Stated problem:
Return the entries below verbatim. Pictures stay out.

━━━━━ Records to process

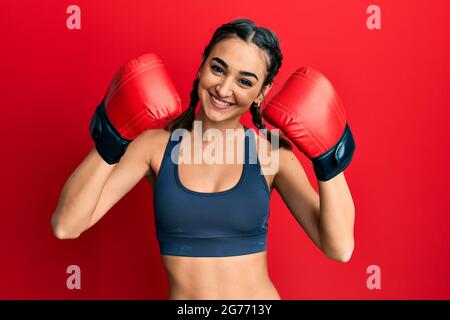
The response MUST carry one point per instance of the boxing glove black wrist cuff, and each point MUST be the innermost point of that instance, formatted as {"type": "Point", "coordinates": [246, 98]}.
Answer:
{"type": "Point", "coordinates": [335, 160]}
{"type": "Point", "coordinates": [108, 142]}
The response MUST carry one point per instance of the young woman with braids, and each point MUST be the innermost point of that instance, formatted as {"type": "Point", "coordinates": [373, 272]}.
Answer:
{"type": "Point", "coordinates": [212, 219]}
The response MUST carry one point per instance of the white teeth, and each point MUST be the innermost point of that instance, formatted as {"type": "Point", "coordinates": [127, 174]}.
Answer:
{"type": "Point", "coordinates": [220, 101]}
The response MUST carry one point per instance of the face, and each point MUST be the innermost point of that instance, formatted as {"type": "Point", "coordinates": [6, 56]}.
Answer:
{"type": "Point", "coordinates": [231, 79]}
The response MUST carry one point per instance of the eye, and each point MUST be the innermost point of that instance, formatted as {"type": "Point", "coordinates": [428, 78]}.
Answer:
{"type": "Point", "coordinates": [216, 69]}
{"type": "Point", "coordinates": [246, 82]}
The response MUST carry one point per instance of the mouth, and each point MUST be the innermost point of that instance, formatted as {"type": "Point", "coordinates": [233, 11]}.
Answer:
{"type": "Point", "coordinates": [219, 104]}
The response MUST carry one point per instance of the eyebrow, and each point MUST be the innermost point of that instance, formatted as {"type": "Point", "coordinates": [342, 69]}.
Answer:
{"type": "Point", "coordinates": [225, 65]}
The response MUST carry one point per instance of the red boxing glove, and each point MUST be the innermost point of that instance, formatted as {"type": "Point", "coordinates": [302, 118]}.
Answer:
{"type": "Point", "coordinates": [141, 96]}
{"type": "Point", "coordinates": [308, 110]}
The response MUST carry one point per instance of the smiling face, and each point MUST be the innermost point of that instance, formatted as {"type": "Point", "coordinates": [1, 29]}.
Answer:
{"type": "Point", "coordinates": [231, 79]}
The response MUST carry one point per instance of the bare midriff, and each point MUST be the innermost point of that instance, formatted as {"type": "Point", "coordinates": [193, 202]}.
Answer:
{"type": "Point", "coordinates": [220, 278]}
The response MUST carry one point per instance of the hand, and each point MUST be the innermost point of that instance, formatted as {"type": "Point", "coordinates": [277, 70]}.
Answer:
{"type": "Point", "coordinates": [141, 96]}
{"type": "Point", "coordinates": [308, 110]}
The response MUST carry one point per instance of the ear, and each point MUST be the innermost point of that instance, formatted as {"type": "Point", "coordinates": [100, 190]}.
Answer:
{"type": "Point", "coordinates": [264, 93]}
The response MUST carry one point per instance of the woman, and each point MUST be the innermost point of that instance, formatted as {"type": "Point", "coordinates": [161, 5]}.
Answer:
{"type": "Point", "coordinates": [211, 219]}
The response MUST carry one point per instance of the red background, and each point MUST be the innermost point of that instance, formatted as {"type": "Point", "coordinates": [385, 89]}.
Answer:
{"type": "Point", "coordinates": [394, 84]}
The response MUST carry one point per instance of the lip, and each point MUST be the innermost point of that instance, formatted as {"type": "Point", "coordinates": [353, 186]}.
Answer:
{"type": "Point", "coordinates": [217, 105]}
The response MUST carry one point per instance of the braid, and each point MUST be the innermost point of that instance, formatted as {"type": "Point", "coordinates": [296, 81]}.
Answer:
{"type": "Point", "coordinates": [255, 111]}
{"type": "Point", "coordinates": [194, 94]}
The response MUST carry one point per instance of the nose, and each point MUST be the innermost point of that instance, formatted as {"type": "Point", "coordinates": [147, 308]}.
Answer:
{"type": "Point", "coordinates": [223, 89]}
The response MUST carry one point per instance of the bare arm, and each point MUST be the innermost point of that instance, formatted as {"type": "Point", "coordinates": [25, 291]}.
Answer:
{"type": "Point", "coordinates": [95, 186]}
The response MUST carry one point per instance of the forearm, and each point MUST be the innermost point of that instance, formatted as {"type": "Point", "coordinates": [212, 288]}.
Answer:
{"type": "Point", "coordinates": [337, 216]}
{"type": "Point", "coordinates": [80, 195]}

━━━━━━━━━━

Finished answer:
The response MUST carry one point per instance of the boxing glove black wrist cuff, and each point MUST be the innermost point of that instance, formatted as {"type": "Point", "coordinates": [246, 98]}.
Answer:
{"type": "Point", "coordinates": [335, 160]}
{"type": "Point", "coordinates": [108, 142]}
The response MUST carry one point per instance of the young woman with braids, and each point MUST be the innermost point of that instance, formatted as {"type": "Point", "coordinates": [373, 272]}.
Answer:
{"type": "Point", "coordinates": [212, 219]}
The response MUST carry one point per instance of the white teeth, and each point MUST be the innermost point of that instance, formatted as {"type": "Point", "coordinates": [127, 174]}.
Answer:
{"type": "Point", "coordinates": [220, 101]}
The response MUST carry one point per instance of the face, and each point MUST be the innermost point of that instance, formatted as {"type": "Point", "coordinates": [6, 56]}.
Answer:
{"type": "Point", "coordinates": [231, 79]}
The response MUST carry one point per instance of the eye, and each point MUST be the innermost point of that instance, formatted as {"type": "Point", "coordinates": [428, 78]}.
Answer:
{"type": "Point", "coordinates": [216, 69]}
{"type": "Point", "coordinates": [246, 82]}
The response MUST carry one point per instance of the mouth, and each point MUST be the innermost point of that instance, formatted as {"type": "Point", "coordinates": [233, 11]}.
Answer:
{"type": "Point", "coordinates": [219, 104]}
The response MUST carry one point per instance of the eyebrow, and each point MUST be the innermost point of that instance, formatted as {"type": "Point", "coordinates": [342, 69]}.
Answer:
{"type": "Point", "coordinates": [225, 65]}
The response MUST carry one point per instance of the red boxing glove, and each point MUST be the innermost point of that instance, formatted as {"type": "Point", "coordinates": [302, 118]}.
Answer:
{"type": "Point", "coordinates": [141, 96]}
{"type": "Point", "coordinates": [308, 110]}
The response MUST carry one point per instance of the smiling face, and each point MUST be the innermost point of that instance, formatted as {"type": "Point", "coordinates": [1, 29]}.
Answer:
{"type": "Point", "coordinates": [231, 79]}
The response MUST carry one point per instance of the bare midriff, and each point MUST be the innermost point of that instance, formatted as {"type": "Point", "coordinates": [193, 202]}.
Answer:
{"type": "Point", "coordinates": [220, 278]}
The response MUST carry one point per instance of the hand, and each point MUST be the innermost point of that instance, formatted as {"type": "Point", "coordinates": [277, 70]}.
Answer:
{"type": "Point", "coordinates": [141, 96]}
{"type": "Point", "coordinates": [308, 110]}
The response MUST carry one point per instance of the ear, and each point MUST be the innermost point of that instance, formatted as {"type": "Point", "coordinates": [100, 190]}.
Answer:
{"type": "Point", "coordinates": [264, 93]}
The response MUST carry one point per instance of the woman, and each point MUST be the innermost point of that instance, formatted as {"type": "Point", "coordinates": [161, 5]}.
Answer:
{"type": "Point", "coordinates": [211, 219]}
The response MUST carry one point per instance of the red background, and each point MUST be the innermost point of that instance, formatted as {"type": "Point", "coordinates": [385, 89]}.
Answer:
{"type": "Point", "coordinates": [394, 84]}
The response MUST carry one point per instance of the lip, and each point MUST be the innermost point of that instance, formatted as {"type": "Point", "coordinates": [353, 186]}.
Answer:
{"type": "Point", "coordinates": [217, 105]}
The response MUST carry one point per instance of the braid, and each point MUST be the innermost point of that instance, formatted as {"type": "Point", "coordinates": [296, 81]}.
Answer:
{"type": "Point", "coordinates": [255, 111]}
{"type": "Point", "coordinates": [194, 94]}
The response MUST carry one point per instance of the nose, and each point MUST be the innermost point of that instance, formatted as {"type": "Point", "coordinates": [147, 308]}.
Answer:
{"type": "Point", "coordinates": [223, 89]}
The response MUST carry one point per instance of the bare arm, and each point MUST be the innermost point of that instance, formatted as {"type": "Point", "coordinates": [25, 291]}.
Answer:
{"type": "Point", "coordinates": [95, 186]}
The response MUST carry one point per instance of the forearm, and each point MUST be the innermost point of that instance, formatted as {"type": "Point", "coordinates": [212, 288]}.
Answer:
{"type": "Point", "coordinates": [337, 216]}
{"type": "Point", "coordinates": [80, 195]}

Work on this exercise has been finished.